- Region annotation records
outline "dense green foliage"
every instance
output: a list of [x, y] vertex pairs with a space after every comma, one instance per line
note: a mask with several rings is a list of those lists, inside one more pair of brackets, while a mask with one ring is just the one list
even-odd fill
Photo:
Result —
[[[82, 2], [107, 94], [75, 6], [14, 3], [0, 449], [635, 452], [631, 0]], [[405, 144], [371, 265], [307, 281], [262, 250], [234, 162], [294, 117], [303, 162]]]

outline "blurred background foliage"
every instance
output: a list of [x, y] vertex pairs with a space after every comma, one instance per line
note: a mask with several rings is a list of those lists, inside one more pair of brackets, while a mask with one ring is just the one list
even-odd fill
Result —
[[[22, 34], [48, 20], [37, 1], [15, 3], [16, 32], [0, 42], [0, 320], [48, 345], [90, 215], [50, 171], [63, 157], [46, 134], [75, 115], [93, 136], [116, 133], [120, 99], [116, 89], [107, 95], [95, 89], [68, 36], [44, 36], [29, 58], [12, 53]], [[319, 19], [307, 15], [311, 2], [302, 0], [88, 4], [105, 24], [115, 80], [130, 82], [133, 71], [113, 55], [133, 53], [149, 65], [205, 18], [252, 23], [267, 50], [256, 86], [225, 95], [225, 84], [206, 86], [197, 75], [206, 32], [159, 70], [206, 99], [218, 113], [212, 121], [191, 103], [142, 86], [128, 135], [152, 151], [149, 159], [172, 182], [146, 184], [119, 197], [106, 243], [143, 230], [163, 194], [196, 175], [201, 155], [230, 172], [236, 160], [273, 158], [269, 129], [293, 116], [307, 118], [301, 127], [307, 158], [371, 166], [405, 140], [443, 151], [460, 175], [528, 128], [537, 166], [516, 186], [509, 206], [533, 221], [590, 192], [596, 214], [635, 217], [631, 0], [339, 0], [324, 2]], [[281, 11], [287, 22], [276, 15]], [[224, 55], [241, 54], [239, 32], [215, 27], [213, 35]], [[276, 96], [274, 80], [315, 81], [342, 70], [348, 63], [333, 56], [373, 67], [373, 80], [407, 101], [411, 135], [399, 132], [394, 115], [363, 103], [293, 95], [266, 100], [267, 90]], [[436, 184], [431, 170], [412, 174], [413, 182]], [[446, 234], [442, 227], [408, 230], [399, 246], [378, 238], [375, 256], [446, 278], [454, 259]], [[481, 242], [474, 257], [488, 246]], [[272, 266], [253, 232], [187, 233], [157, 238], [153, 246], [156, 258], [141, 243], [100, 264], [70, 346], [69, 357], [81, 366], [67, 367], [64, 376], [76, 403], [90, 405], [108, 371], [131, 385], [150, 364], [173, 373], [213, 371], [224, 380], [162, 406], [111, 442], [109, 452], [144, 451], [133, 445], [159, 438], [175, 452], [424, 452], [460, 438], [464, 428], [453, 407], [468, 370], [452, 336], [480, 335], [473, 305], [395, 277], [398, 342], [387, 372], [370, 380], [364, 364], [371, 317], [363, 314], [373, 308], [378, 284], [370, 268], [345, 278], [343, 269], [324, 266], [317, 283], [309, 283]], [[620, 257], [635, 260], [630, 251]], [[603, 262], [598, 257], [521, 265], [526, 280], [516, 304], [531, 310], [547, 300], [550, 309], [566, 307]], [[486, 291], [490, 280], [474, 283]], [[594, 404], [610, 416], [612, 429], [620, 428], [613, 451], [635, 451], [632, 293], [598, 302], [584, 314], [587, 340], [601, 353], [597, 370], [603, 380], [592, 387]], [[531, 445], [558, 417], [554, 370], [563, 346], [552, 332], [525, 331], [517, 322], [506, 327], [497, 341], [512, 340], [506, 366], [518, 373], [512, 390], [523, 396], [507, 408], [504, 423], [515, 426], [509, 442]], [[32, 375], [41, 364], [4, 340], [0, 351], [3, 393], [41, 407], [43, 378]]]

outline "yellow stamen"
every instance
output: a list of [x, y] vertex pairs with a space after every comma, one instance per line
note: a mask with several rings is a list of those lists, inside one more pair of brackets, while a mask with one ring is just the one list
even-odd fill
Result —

- Stated task
Copy every line of the records above word for word, keeping all punctuation and line breaks the same.

- Reply to the task
outline "dense green foliage"
every instance
output: a list of [x, y] vertex pairs with a space after every comma, one instance per line
note: a mask with several rings is a list of those lists, inside one more pair of brackets, while a mask with one ring is just the one list
even-odd fill
Photo:
Result —
[[[82, 2], [107, 94], [75, 6], [14, 3], [0, 449], [635, 452], [631, 0]], [[405, 144], [371, 265], [307, 281], [262, 250], [234, 162], [294, 117], [303, 162]]]

outline "blurred background foliage"
every instance
output: a list of [x, y] vertex pairs with a space after every comma, one instance per line
note: a mask with several rings is a list of those lists, inside one more pair of brackets, while a mask with one ring is just the one list
even-odd fill
Result —
[[[22, 34], [48, 20], [37, 1], [15, 3], [16, 32], [0, 42], [0, 320], [48, 345], [90, 215], [50, 171], [63, 157], [46, 134], [75, 115], [93, 136], [116, 133], [120, 99], [116, 89], [107, 95], [95, 89], [68, 36], [44, 36], [29, 58], [12, 53]], [[319, 19], [307, 15], [311, 2], [302, 0], [88, 4], [105, 24], [115, 80], [130, 82], [133, 71], [113, 55], [133, 53], [149, 65], [205, 18], [252, 23], [267, 50], [256, 86], [225, 95], [225, 84], [206, 86], [197, 75], [206, 32], [159, 70], [206, 99], [218, 113], [212, 121], [191, 103], [142, 86], [128, 135], [152, 151], [149, 159], [172, 182], [146, 184], [119, 197], [106, 243], [143, 230], [163, 194], [196, 175], [201, 155], [230, 172], [236, 160], [273, 158], [269, 129], [293, 116], [307, 118], [301, 127], [307, 158], [371, 166], [405, 140], [443, 151], [460, 175], [528, 128], [537, 166], [516, 186], [509, 206], [533, 221], [590, 192], [596, 214], [635, 217], [631, 0], [339, 0], [324, 2]], [[281, 11], [287, 22], [276, 15]], [[224, 55], [241, 54], [239, 32], [215, 27], [213, 35]], [[276, 96], [274, 80], [315, 81], [342, 70], [348, 63], [333, 56], [373, 67], [373, 80], [407, 101], [411, 135], [399, 132], [394, 115], [363, 103], [293, 95], [266, 100], [267, 90]], [[436, 184], [431, 170], [412, 174], [413, 182]], [[446, 234], [442, 227], [408, 230], [399, 246], [378, 238], [375, 256], [446, 278], [454, 259]], [[481, 242], [474, 257], [488, 246]], [[272, 266], [253, 232], [187, 233], [157, 238], [153, 246], [156, 258], [141, 243], [100, 264], [70, 346], [69, 357], [81, 366], [67, 367], [64, 376], [76, 403], [90, 405], [108, 371], [131, 385], [150, 364], [173, 373], [213, 371], [224, 380], [162, 406], [111, 442], [109, 452], [144, 451], [133, 445], [159, 438], [175, 452], [424, 452], [460, 438], [464, 428], [453, 407], [468, 370], [452, 336], [480, 335], [473, 305], [395, 277], [398, 342], [387, 372], [370, 380], [364, 364], [371, 317], [363, 314], [373, 308], [378, 284], [370, 268], [345, 278], [343, 269], [324, 266], [317, 283], [309, 283]], [[620, 257], [635, 260], [630, 251]], [[603, 262], [598, 257], [521, 265], [526, 280], [516, 304], [531, 310], [547, 300], [550, 309], [566, 307]], [[486, 291], [490, 280], [474, 283]], [[594, 404], [610, 416], [612, 429], [620, 428], [613, 451], [635, 451], [632, 293], [598, 302], [584, 314], [587, 340], [601, 353], [597, 370], [603, 380], [592, 387]], [[531, 445], [558, 417], [554, 370], [563, 346], [552, 332], [525, 331], [517, 322], [506, 327], [497, 341], [512, 340], [506, 366], [518, 373], [512, 390], [523, 396], [507, 408], [504, 423], [515, 426], [509, 442]], [[32, 375], [41, 364], [4, 340], [0, 351], [3, 393], [41, 407], [43, 378]]]

outline "yellow stamen"
every instance
output: a list of [x, y] vertex pairs with a space after every comma, one instance per line
note: a mask with several rings is a list of those lists, inside one more pair of brackets, while a mask with one ring is just the one list
even-odd fill
Result —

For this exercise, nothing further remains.